How many lines in the material below contain the word "orange"? Write only the number.
*** Opening of SOURCE RECORDS ***
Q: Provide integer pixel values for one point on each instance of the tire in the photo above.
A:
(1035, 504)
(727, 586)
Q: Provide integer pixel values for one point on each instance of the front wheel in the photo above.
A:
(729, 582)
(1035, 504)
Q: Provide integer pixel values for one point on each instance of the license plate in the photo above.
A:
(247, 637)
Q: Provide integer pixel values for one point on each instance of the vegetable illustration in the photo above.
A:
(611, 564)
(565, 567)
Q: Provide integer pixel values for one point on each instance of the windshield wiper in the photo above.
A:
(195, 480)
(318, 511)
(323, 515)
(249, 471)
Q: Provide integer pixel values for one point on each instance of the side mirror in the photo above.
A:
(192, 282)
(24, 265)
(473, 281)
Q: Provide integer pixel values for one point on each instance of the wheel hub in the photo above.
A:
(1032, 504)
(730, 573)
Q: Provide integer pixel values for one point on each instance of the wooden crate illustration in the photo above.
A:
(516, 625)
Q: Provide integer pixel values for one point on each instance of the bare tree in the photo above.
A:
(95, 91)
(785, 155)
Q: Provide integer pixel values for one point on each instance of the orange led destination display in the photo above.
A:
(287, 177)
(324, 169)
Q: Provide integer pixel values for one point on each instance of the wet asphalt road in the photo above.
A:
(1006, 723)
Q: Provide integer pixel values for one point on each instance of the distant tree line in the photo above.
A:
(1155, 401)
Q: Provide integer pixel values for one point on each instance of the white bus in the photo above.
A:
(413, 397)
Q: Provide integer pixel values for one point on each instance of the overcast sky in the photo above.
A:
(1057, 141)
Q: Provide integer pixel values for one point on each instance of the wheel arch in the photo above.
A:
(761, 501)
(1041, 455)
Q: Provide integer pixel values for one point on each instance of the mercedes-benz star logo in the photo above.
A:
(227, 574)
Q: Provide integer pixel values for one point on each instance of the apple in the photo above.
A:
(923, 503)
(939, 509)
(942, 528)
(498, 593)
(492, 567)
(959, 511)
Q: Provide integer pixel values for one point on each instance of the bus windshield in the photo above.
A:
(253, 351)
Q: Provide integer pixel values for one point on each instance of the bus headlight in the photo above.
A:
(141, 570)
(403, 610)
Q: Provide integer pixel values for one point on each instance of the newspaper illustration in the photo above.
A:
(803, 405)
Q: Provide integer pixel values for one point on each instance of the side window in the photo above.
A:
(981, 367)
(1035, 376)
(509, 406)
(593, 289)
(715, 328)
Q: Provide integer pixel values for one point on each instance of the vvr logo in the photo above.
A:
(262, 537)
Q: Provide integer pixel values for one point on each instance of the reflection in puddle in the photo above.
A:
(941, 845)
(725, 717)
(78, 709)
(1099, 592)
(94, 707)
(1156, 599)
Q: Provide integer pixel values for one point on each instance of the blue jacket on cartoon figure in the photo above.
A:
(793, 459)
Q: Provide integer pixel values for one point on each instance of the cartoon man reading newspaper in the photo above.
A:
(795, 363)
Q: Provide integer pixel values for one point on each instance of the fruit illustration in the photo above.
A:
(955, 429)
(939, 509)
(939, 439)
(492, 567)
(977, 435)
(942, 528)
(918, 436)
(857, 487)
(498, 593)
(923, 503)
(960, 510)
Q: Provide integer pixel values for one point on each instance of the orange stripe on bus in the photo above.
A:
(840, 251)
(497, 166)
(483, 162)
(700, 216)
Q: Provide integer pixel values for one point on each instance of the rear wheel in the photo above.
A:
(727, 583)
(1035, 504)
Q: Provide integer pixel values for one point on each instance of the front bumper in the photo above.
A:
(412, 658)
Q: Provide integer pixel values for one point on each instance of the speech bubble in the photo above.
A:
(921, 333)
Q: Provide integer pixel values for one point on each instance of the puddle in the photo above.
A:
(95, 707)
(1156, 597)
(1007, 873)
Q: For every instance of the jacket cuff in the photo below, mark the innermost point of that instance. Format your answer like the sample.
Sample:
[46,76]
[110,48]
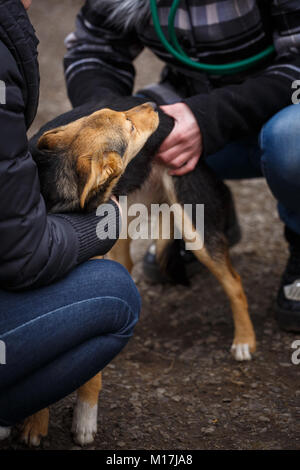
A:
[96,234]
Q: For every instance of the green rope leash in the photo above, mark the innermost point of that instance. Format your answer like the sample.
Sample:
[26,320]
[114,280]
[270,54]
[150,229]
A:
[176,50]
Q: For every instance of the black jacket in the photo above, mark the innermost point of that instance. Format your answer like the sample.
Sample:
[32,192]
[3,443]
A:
[111,33]
[35,248]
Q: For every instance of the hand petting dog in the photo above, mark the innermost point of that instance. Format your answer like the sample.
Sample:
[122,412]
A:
[183,147]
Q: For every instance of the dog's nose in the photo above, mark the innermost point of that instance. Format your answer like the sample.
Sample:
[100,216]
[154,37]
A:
[153,105]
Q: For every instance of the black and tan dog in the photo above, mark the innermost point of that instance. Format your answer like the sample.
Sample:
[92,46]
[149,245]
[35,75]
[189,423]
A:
[87,155]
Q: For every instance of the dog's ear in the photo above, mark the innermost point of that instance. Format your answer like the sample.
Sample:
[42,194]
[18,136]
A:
[96,172]
[52,139]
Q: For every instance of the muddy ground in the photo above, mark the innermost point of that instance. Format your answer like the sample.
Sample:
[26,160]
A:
[176,386]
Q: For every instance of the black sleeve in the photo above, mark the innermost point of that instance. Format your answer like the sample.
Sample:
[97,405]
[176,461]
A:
[100,57]
[35,249]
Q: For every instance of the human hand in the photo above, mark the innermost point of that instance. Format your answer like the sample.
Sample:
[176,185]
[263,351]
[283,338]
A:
[116,200]
[182,149]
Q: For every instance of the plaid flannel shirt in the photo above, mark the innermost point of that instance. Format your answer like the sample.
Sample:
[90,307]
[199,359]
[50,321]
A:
[107,40]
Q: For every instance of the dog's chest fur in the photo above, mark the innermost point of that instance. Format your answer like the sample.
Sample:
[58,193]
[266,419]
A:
[124,14]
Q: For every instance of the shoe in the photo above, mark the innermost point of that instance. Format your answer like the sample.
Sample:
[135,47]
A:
[288,299]
[192,266]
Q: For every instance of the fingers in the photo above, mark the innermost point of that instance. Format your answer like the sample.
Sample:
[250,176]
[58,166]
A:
[186,168]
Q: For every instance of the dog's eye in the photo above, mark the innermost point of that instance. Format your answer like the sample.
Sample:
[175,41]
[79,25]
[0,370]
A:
[132,125]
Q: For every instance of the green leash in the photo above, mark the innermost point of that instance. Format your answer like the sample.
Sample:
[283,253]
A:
[176,50]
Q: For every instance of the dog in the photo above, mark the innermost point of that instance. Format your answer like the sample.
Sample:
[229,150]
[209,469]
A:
[106,149]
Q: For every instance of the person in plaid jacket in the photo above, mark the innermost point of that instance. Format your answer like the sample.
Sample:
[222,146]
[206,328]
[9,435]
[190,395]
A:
[244,124]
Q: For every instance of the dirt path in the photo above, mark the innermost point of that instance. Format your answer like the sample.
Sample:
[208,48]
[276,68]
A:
[176,386]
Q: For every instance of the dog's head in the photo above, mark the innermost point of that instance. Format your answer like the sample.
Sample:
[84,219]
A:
[86,158]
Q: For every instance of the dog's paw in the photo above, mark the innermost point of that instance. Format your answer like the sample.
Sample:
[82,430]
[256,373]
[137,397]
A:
[4,432]
[241,351]
[84,426]
[35,428]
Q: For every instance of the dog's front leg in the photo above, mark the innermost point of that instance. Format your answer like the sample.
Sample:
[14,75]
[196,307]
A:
[35,427]
[84,426]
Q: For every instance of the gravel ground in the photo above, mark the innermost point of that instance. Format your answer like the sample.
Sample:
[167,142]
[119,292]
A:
[176,386]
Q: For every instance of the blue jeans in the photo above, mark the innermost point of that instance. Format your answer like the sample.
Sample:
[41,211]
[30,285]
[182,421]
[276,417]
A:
[274,155]
[58,337]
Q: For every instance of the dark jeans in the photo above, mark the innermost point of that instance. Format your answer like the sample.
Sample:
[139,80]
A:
[275,154]
[60,336]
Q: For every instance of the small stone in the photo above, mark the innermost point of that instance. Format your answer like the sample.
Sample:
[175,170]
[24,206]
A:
[208,430]
[263,419]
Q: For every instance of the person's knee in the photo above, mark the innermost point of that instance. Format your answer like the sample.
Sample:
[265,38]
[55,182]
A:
[121,287]
[280,143]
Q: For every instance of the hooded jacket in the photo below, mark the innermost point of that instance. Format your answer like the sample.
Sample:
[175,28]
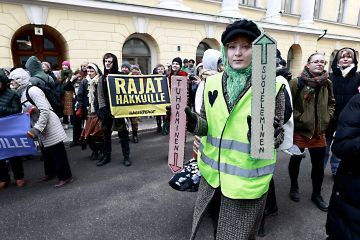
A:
[38,77]
[9,99]
[344,88]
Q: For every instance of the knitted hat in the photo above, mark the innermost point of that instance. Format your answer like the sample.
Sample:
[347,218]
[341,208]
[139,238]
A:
[178,60]
[66,63]
[126,64]
[47,64]
[242,27]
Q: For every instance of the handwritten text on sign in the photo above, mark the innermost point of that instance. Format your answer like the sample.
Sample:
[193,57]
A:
[263,97]
[177,123]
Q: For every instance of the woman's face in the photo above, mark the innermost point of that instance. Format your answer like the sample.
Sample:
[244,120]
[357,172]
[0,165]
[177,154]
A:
[317,64]
[161,70]
[91,72]
[175,67]
[239,52]
[65,67]
[345,59]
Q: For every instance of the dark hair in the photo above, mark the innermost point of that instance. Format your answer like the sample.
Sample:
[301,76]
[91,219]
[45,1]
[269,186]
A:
[309,59]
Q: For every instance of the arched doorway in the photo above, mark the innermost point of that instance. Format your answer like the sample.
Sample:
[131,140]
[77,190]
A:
[204,45]
[135,50]
[47,47]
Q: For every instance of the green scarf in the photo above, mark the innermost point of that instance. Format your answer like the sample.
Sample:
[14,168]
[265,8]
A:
[236,80]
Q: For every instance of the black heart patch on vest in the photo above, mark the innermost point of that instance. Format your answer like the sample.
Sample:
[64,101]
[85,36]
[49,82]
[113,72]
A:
[212,97]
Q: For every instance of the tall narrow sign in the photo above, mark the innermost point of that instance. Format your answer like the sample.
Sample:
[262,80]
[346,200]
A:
[179,93]
[263,97]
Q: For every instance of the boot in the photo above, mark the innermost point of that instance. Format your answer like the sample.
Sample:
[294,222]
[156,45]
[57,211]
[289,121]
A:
[135,138]
[104,160]
[20,182]
[126,151]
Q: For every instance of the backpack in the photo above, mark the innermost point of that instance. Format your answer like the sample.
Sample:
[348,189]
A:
[51,97]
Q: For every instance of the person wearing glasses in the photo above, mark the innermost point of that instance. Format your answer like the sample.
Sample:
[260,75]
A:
[346,82]
[313,107]
[111,66]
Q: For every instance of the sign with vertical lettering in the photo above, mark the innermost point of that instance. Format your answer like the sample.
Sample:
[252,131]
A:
[179,95]
[263,97]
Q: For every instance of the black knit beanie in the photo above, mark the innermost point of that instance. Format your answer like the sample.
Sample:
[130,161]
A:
[178,60]
[242,27]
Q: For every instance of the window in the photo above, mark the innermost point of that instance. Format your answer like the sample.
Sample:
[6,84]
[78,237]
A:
[287,6]
[317,9]
[137,51]
[340,16]
[248,2]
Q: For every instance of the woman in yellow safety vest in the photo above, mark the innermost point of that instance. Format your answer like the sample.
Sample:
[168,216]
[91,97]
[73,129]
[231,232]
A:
[234,185]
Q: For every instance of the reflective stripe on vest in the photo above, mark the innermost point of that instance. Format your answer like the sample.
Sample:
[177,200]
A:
[234,170]
[224,154]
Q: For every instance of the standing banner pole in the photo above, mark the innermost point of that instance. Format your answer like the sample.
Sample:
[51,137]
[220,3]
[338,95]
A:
[179,95]
[263,97]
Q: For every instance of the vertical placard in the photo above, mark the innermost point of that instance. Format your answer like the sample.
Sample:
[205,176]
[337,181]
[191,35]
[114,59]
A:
[179,95]
[263,97]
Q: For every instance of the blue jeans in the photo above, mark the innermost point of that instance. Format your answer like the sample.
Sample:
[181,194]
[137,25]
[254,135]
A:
[334,161]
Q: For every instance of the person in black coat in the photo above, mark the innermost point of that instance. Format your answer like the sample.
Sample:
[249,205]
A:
[9,104]
[343,219]
[345,81]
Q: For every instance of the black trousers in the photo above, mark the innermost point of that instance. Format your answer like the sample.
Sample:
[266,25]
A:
[77,128]
[56,161]
[16,167]
[317,171]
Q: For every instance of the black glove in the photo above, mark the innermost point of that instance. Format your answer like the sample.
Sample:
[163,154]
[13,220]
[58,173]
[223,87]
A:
[191,119]
[278,132]
[249,125]
[168,111]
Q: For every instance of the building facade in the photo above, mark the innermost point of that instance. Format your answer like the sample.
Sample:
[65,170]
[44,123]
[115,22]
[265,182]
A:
[155,31]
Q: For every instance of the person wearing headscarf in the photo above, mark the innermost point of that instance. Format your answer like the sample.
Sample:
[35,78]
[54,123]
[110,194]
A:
[46,128]
[9,104]
[346,83]
[344,208]
[313,108]
[235,193]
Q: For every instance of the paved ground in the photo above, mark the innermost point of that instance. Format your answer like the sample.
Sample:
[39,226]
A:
[136,203]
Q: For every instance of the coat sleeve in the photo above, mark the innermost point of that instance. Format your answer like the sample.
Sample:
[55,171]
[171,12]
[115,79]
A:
[43,105]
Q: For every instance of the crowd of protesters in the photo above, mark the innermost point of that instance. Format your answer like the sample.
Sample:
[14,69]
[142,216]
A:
[313,110]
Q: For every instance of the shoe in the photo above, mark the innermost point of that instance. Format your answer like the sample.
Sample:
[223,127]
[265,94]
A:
[103,161]
[46,178]
[20,182]
[294,194]
[319,202]
[62,183]
[127,162]
[3,185]
[271,211]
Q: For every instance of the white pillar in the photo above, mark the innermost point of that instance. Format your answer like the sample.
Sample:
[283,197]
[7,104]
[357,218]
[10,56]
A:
[230,8]
[273,12]
[307,13]
[173,4]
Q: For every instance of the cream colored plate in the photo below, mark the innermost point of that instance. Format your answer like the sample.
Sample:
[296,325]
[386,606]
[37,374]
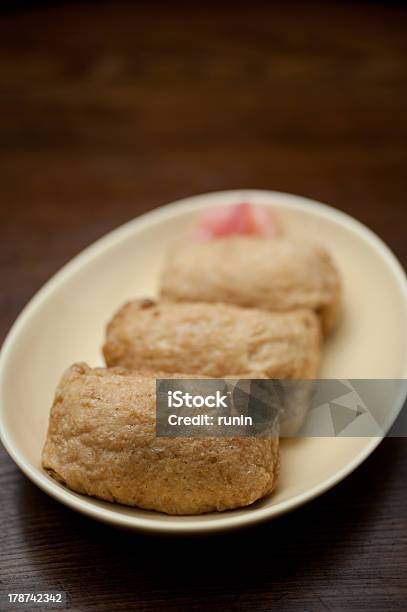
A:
[65,322]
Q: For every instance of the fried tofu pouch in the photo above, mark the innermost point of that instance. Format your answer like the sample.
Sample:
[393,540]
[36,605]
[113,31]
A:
[279,274]
[216,340]
[101,441]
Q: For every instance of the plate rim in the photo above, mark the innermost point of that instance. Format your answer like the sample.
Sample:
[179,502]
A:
[190,525]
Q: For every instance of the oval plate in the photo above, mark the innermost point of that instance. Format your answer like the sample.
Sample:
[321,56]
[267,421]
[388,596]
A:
[65,323]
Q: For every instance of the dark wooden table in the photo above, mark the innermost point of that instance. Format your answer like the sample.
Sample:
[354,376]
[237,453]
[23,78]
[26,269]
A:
[111,109]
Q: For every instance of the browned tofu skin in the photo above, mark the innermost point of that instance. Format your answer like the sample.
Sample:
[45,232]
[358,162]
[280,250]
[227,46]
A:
[101,441]
[278,274]
[215,340]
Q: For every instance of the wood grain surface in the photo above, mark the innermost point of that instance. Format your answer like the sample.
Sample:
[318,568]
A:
[109,109]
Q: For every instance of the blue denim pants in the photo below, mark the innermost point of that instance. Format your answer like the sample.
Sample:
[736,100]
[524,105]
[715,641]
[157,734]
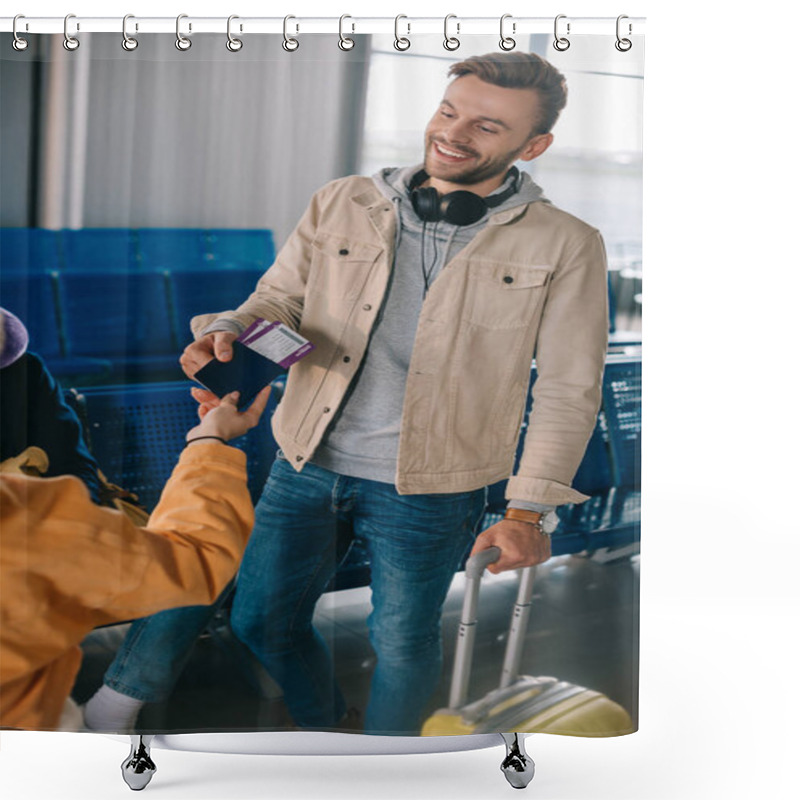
*** Close of SOURCE RECORDS ***
EXPECTED OUTPUT: 2